### GIVEN PASSAGE
** start **

Well, I swore to myself that I wasn't going to do a fashion critique of this afternoon's Met Gala, but then the photos began to populate on the ol' internet, and being in a rather snarky mood for most of the day, I had some thoughts.  And then I had some more thoughts . . . about how runway fashion for the past couple of years is not my cup of tea, and the resurgence of 90s fashion has me pretty cranky.  I wore those oversized jeans in the 90s.  It's not an attractive look, girls, even if you are 5'10" with legs for days, it just looks sloppy, especially paired with those tiny tank tops.  Why have they brought this look back?!  Not that we should go back to skinny jeans, lord help us all!  You see, I told you I was in a mood.  

But then I saw a photo of Emily Blunt in Miu Miu, and my faith was restored.  She looks like a Ziegfeld Girl, from that headdress down to her tippy toes.  I'm trying to find something I don't like here, but I'm having a hard time.  Perhaps a bit more pop with the eye makeup? But she probably doesn't need it.  Maybe the bracelet was unnecessary, but it doesn't detract.  I love the draping on the bust which make the addition of the cape look effortless.  The length of the dress is perfect, and that necklace brings the eye back to all of the sparkle on her body.  It's classic, it's elegant, and I love it.  Her posture is perfect, she looks like a goddess, and this is amazing.  Love it, love it, love it!  And not a clunky platform in sight (we shall get to that momentarily).

** end **

Items listed in a dataset
** start **

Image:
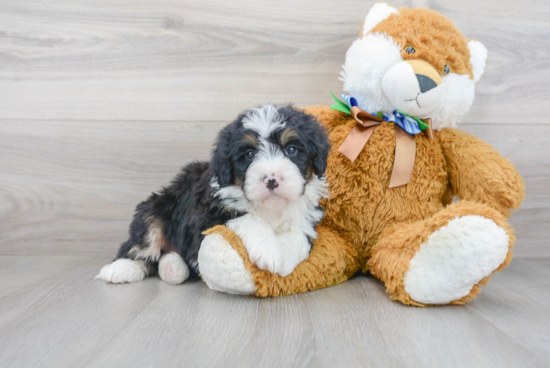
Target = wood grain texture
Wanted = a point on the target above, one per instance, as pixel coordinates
(62, 318)
(201, 60)
(70, 187)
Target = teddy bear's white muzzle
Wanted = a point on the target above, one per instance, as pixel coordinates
(414, 87)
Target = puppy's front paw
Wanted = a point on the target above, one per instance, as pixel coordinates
(173, 269)
(268, 257)
(122, 271)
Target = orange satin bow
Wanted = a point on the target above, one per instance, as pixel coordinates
(405, 145)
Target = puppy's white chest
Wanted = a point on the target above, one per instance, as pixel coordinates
(276, 251)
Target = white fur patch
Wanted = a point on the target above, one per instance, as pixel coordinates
(367, 61)
(122, 271)
(376, 14)
(263, 120)
(455, 258)
(271, 163)
(173, 269)
(154, 243)
(222, 268)
(370, 58)
(459, 96)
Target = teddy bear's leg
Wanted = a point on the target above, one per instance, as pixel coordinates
(443, 259)
(225, 266)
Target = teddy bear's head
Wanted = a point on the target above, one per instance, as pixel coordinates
(415, 61)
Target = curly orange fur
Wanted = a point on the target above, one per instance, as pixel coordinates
(370, 227)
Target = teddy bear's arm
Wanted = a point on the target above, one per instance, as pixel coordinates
(327, 117)
(477, 172)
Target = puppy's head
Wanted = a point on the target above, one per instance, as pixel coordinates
(269, 155)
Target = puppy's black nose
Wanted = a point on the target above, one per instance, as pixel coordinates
(272, 184)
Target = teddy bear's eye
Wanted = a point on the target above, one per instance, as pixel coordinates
(410, 50)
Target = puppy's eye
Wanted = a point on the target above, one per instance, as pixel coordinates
(291, 151)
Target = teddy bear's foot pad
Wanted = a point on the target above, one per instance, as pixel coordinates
(122, 271)
(222, 268)
(454, 259)
(173, 269)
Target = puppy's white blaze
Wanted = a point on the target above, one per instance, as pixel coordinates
(264, 120)
(269, 163)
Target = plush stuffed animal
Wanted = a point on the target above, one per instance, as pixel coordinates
(396, 164)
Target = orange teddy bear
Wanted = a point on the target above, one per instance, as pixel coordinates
(411, 77)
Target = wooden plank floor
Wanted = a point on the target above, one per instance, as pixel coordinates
(53, 314)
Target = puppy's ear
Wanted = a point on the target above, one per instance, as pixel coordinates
(221, 158)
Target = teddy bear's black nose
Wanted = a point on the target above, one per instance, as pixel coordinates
(272, 184)
(425, 83)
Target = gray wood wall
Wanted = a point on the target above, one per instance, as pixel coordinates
(102, 101)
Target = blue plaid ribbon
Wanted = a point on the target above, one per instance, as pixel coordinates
(410, 125)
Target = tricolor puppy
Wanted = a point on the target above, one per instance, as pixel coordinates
(264, 182)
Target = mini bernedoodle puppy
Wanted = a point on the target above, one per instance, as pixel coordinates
(264, 182)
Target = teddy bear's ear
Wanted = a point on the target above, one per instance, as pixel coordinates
(478, 58)
(377, 13)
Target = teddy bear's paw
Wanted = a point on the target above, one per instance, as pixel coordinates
(122, 271)
(455, 258)
(222, 268)
(173, 269)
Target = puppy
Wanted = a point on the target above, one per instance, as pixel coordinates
(264, 182)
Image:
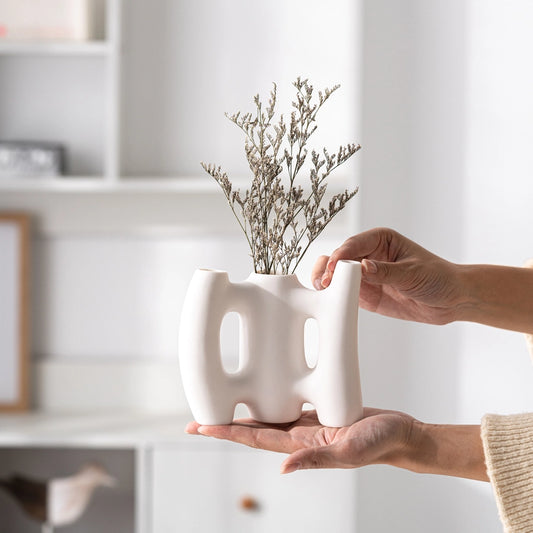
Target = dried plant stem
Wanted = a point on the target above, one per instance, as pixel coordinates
(270, 209)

** end **

### PROBLEMS TO SOLVE
A - Answer these questions about the Met Gala commentary, one per line:
(i) What style of jeans did the writer wear in the 90s?
(ii) Which label made the outfit Emily Blunt wore?
(iii) What kind of performer does the writer say Emily Blunt looks like?
B - Reproduce the Met Gala commentary from "Well, I swore" to "was in a mood.".

### TASK-BY-TASK RESULTS
A -
(i) Oversized jeans
(ii) Miu Miu
(iii) A Ziegfeld Girl

B -
Well, I swore to myself that I wasn't going to do a fashion critique of this afternoon's Met Gala, but then the photos began to populate on the ol' internet, and being in a rather snarky mood for most of the day, I had some thoughts.  And then I had some more thoughts . . . about how runway fashion for the past couple of years is not my cup of tea, and the resurgence of 90s fashion has me pretty cranky.  I wore those oversized jeans in the 90s.  It's not an attractive look, girls, even if you are 5'10" with legs for days, it just looks sloppy, especially paired with those tiny tank tops.  Why have they brought this look back?!  Not that we should go back to skinny jeans, lord help us all!  You see, I told you I was in a mood.